◆ **課題文 1**:
このあとの一覧から、文字列「temple」を含む行をすべて抜き出してもらえますか？

◆ **抜粋本文**:
個人的には「人間椅子」が一番好みかな。乱歩初心者にはもってこいでしょう。

No.7 8点 バード
(2019/05/04 14:36登録)
まさにタイトル通り乱歩さんの傑作選だね。乱歩作品読みたいって人にはとりあえずこれ読ませて、あうあわないを考えてもらえばいいんじゃないかな。
全体を通して思ったのは、乱歩さんの書く犯人(?)ってある特定のものに打ち込みすぎた人か、とにかく退屈でしょうがない奴の2パターンが多いね。知り合いがこんな人物ばかり書いてたら少し心配になるかも(笑)

個別書評(部分的に再読)
・二銭銅貨(再読) 7点
暗号は解ける気しないけど、話の転がし方に乱歩さんらしさがつまっとるね。この手のおちもデビュー作からのお家芸なのよね。

・二廃人 7点
夢遊病も好きな題材なんでしょうね。別の短編集に「夢遊病者の死」ってのもあったしね。しかけはシンプルでも十分読ませる話になってる。

・D坂の殺人事件(再読) 6点
前読んだときはやや否定的な印象をもったけど、今回はプラスの印象。多分明智の探偵のやり方(物証をやや軽視する)に慣れてきたからかな。

・心理試験 8点
このような犯人しか知りえない情報の自白で探偵が追い詰めるやり方の作品の中には、言い逃れ可能だろ!と思う作品も結構ある。しかし、本作はその前のテストのおかげで不自然さがなく、犯人特定がきれいにきまっていると思う。

・赤い部屋(再読) 8点
前に読んだときも思ったけど、T氏が語る殺し方一つ一つでおもしろいミステリが書けそうなのに、さらっと一小話に使ってしまうのに贅沢さを感じる。おちの賛否はあると思うけど、引き込まれるいい書きっぷりでしょう。

・屋根裏の散歩者(再読) 6点
タイトルは有名だけど、この作品集の中では実は地味な方かも。犯人がわりと普通の人っぽいからかな。あと、完全に個人的意見だけども、探偵が証拠をでっち上げて自白させるやり方は好みでないね。

・人間椅子 8点
単純に面白かった。無茶苦茶な設定ながらぞくりとさせる上手さがある。作品の感想じゃないけど、タイトル見て人間を材料に椅子作る狂人の話かと思ってました。

・鏡地獄 8点
これも単純に面白いっすね。正直おちは全く想像できなかった。鏡の球内ってどうなるんだろう・・・。

◆ **記録一覧**:
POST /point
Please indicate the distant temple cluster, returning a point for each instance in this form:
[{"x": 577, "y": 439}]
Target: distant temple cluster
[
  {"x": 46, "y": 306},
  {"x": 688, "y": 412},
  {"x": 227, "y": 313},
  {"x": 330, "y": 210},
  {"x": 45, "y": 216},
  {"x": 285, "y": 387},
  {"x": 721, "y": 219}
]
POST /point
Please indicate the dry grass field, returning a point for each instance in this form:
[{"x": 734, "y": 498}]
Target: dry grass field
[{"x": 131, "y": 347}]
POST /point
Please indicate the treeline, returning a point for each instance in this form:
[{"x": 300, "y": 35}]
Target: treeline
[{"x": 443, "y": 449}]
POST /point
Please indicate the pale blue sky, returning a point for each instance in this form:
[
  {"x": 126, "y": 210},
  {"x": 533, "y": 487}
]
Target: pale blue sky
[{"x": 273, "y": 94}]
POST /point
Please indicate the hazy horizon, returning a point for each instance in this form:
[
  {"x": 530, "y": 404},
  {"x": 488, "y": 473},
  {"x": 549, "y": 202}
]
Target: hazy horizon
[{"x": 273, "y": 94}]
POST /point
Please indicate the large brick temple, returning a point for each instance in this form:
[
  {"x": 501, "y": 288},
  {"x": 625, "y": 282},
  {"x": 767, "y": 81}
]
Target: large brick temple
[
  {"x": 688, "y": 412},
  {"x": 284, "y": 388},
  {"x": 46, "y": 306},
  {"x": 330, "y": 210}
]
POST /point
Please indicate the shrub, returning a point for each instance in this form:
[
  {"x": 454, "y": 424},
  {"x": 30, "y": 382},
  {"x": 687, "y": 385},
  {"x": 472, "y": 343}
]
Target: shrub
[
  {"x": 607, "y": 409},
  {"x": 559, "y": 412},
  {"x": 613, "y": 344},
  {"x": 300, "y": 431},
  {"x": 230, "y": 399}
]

◆ **課題文 2**:
上の乱歩作品の書評のうち、「No.7 8点 バード」で始まり「個別書評(部分的に再読)」で終わる部分を、一字も変えずに書き写してもらえますか？

◆ **結果 1**:
Please indicate the distant temple cluster, returning a point for each instance in this form:
Target: distant temple cluster
Please indicate the large brick temple, returning a point for each instance in this form:
Target: large brick temple

◆ **結果 2**:
No.7 8点 バード
(2019/05/04 14:36登録)
まさにタイトル通り乱歩さんの傑作選だね。乱歩作品読みたいって人にはとりあえずこれ読ませて、あうあわないを考えてもらえばいいんじゃないかな。
全体を通して思ったのは、乱歩さんの書く犯人(?)ってある特定のものに打ち込みすぎた人か、とにかく退屈でしょうがない奴の2パターンが多いね。知り合いがこんな人物ばかり書いてたら少し心配になるかも(笑)

個別書評(部分的に再読)